PROBLEM DETAILS: What you return must match the records word for word, except that pictures are dropped.
──────── THE INPUT
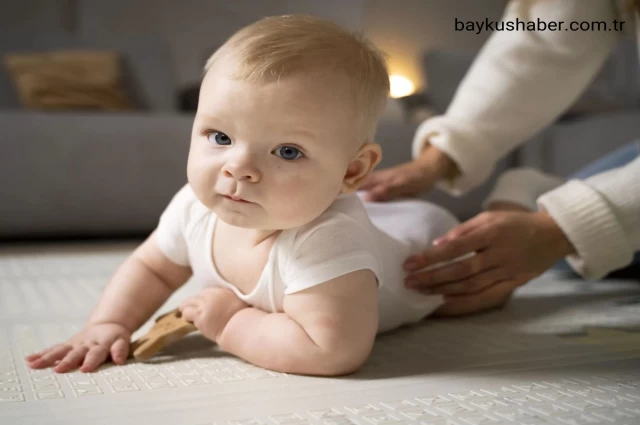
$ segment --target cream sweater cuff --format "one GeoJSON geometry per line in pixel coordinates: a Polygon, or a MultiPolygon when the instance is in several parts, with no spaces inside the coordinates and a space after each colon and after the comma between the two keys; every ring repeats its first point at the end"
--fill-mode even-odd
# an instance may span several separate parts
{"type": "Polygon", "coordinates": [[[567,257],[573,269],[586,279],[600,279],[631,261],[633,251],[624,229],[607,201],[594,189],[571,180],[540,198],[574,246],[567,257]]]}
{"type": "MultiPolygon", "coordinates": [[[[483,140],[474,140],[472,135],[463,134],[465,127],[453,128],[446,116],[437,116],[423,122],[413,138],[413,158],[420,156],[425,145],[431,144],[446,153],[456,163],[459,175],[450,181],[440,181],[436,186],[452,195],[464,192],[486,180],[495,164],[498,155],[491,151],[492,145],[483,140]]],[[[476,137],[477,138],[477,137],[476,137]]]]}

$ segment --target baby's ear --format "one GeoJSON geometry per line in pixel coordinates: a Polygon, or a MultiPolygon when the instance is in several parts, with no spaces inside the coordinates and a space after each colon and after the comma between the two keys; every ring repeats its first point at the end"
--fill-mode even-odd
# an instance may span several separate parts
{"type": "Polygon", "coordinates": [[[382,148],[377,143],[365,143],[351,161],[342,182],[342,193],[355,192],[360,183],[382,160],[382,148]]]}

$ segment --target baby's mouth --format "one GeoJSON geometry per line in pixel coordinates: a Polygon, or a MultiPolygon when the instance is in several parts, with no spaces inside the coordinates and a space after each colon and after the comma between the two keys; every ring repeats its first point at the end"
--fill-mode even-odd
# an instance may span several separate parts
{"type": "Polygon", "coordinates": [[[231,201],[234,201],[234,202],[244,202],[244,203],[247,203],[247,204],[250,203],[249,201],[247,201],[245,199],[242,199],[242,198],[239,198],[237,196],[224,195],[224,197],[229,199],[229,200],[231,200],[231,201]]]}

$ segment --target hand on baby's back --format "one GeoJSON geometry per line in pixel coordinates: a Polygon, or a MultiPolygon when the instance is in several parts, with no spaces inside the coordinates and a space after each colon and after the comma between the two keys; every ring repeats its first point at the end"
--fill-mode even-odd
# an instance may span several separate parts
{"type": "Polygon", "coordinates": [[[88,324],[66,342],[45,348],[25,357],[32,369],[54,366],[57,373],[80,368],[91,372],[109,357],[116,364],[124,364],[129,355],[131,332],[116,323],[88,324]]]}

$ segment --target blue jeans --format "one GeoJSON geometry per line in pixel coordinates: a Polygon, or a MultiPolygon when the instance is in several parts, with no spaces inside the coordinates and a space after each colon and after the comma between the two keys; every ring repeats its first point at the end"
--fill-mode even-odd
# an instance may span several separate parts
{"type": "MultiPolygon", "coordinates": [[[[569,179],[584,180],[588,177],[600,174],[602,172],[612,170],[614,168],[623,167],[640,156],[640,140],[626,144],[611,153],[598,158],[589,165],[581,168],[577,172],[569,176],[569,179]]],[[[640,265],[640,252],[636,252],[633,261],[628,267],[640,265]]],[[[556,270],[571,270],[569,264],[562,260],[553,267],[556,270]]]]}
────────────────
ANSWER SECTION:
$ segment --target cream sweater cuff --format "one GeoJSON geometry per line in pixel coordinates: a Polygon, or a MultiPolygon when the instance is in several parts, with no spaces inside the coordinates and a space after each colon and after the comma between the two keys; every ring repeats its first point at the end"
--fill-mode even-odd
# an instance may span several separate parts
{"type": "Polygon", "coordinates": [[[567,257],[573,269],[586,279],[600,279],[631,261],[633,251],[624,229],[607,201],[594,189],[571,180],[540,198],[574,246],[567,257]]]}
{"type": "MultiPolygon", "coordinates": [[[[483,140],[474,140],[472,135],[463,134],[465,127],[453,128],[446,116],[437,116],[423,122],[413,138],[413,158],[420,156],[425,145],[431,144],[446,153],[456,163],[459,175],[450,181],[440,181],[436,186],[452,195],[464,192],[486,180],[495,164],[498,155],[491,151],[492,145],[483,140]]],[[[476,137],[477,138],[477,137],[476,137]]]]}

$ segment --target baby's ear --format "one GeoJSON geometry per line in pixel coordinates: a Polygon, or a MultiPolygon when the instance is in several parts, with no spaces inside the coordinates and a space after each colon and after the comma between the two keys; every ring repeats its first point at the end"
--fill-mode even-odd
# an instance may span several separate parts
{"type": "Polygon", "coordinates": [[[382,148],[377,143],[365,143],[351,161],[342,182],[342,193],[355,192],[360,183],[382,160],[382,148]]]}

$ segment --target baby's mouth --format "one GeoJSON geometry per line in pixel coordinates: a Polygon, or a MultiPolygon when the instance is in several parts, with no spaces inside the coordinates and a space after each colon and after the comma between the two keys; every ring repeats its first point at the end"
--fill-mode even-odd
# an instance may span several separate parts
{"type": "Polygon", "coordinates": [[[231,201],[234,201],[234,202],[244,202],[244,203],[247,203],[247,204],[250,203],[249,201],[247,201],[245,199],[242,199],[242,198],[239,198],[237,196],[224,195],[224,197],[229,199],[229,200],[231,200],[231,201]]]}

$ segment --target hand on baby's back --format "one GeoJSON geometry per line in pixel coordinates: a Polygon, or a MultiPolygon when the instance is in several parts, with no spaces inside the coordinates and a space after each colon and after the comma between the two keys; every ring repeats its first point at the end"
--fill-mode even-odd
# an instance may span several separate parts
{"type": "Polygon", "coordinates": [[[88,324],[66,342],[45,348],[25,357],[32,369],[54,366],[57,373],[80,368],[91,372],[109,357],[116,364],[124,364],[129,355],[131,332],[116,323],[88,324]]]}

$ segment --target blue jeans --format "one GeoJSON geometry per line in pixel coordinates: a Polygon, or a MultiPolygon when the instance is in several parts, with no spaces inside the coordinates and a space after each colon and after the comma between the two keys; every ring repeats its first point at the end"
--fill-mode even-odd
# an instance may span several separate parts
{"type": "MultiPolygon", "coordinates": [[[[569,179],[584,180],[588,177],[600,174],[602,172],[612,170],[614,168],[623,167],[640,156],[640,140],[626,144],[611,153],[598,158],[589,165],[581,168],[577,172],[569,176],[569,179]]],[[[640,265],[640,252],[636,252],[633,261],[628,267],[640,265]]],[[[556,270],[571,270],[569,264],[562,260],[553,267],[556,270]]]]}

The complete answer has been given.